--- START Provided text ---
Don’t focus on their path, he said. You follow me.
August 29, 2014 § 3 Comments
When I was 23, I had never had the experience of walking into a restaurant and sitting at a table alone.
To be honest, I hadn’t yet learned the value of quiet and stillness and solitude. More on that later. The closest I had come was sitting on the roof of the farmhouse I occupied in Canada. When you walked up the stairs, there was a small kitchenette at your feet, a bedroom to the left and a bedroom to the right. Straight ahead was this awkward common area and two more bedrooms. The place was massive – 6 bedrooms in all – and 13 of us lived under the one roof. It could be, well, stifling. When it got warm, I would sometimes crawl out the tiny window in that awkward common area and sit on the roof and just be still.
At 23, I felt this need to try to sit alone at lunch. So, I walked into The Olive Garden (judge away!) and asked for a table for one. As I’ve come to know is the norm, they confirmed “Just one?” Yep, just me. And let me tell you, it was the most difficult lunch I think I had ever eaten up until that point. This was before smart phones (I know – WHAT?!) and there was little distraction. I visibly squirmed the entire time.
--- END Provided text ---
--- START Dataset excerpt ---
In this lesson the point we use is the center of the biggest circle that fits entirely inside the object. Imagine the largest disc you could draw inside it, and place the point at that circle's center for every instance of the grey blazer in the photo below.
--- END Dataset excerpt ---
**The tasks:**
A. Echo the blog post on dining alone word for word, everything from "At 23, I felt" down to "the entire time.".
B. Answer these about the blog post on dining alone:
(i) How many people lived in the farmhouse in Canada?
(ii) Which restaurant did the writer walk into to eat alone?
(iii) How old was the writer at the time of that lunch?
C. What things does the blog post on dining alone say the writer hadn't yet learned the value of? List every one.
The data has no connection to the blog post.

**Answers by task:**
A.
At 23, I felt this need to try to sit alone at lunch. So, I walked into The Olive Garden (judge away!) and asked for a table for one. As I’ve come to know is the norm, they confirmed “Just one?” Yep, just me. And let me tell you, it was the most difficult lunch I think I had ever eaten up until that point. This was before smart phones (I know – WHAT?!) and there was little distraction. I visibly squirmed the entire time.

B.
(i) 13
(ii) The Olive Garden
(iii) 23

C. quiet, stillness, solitude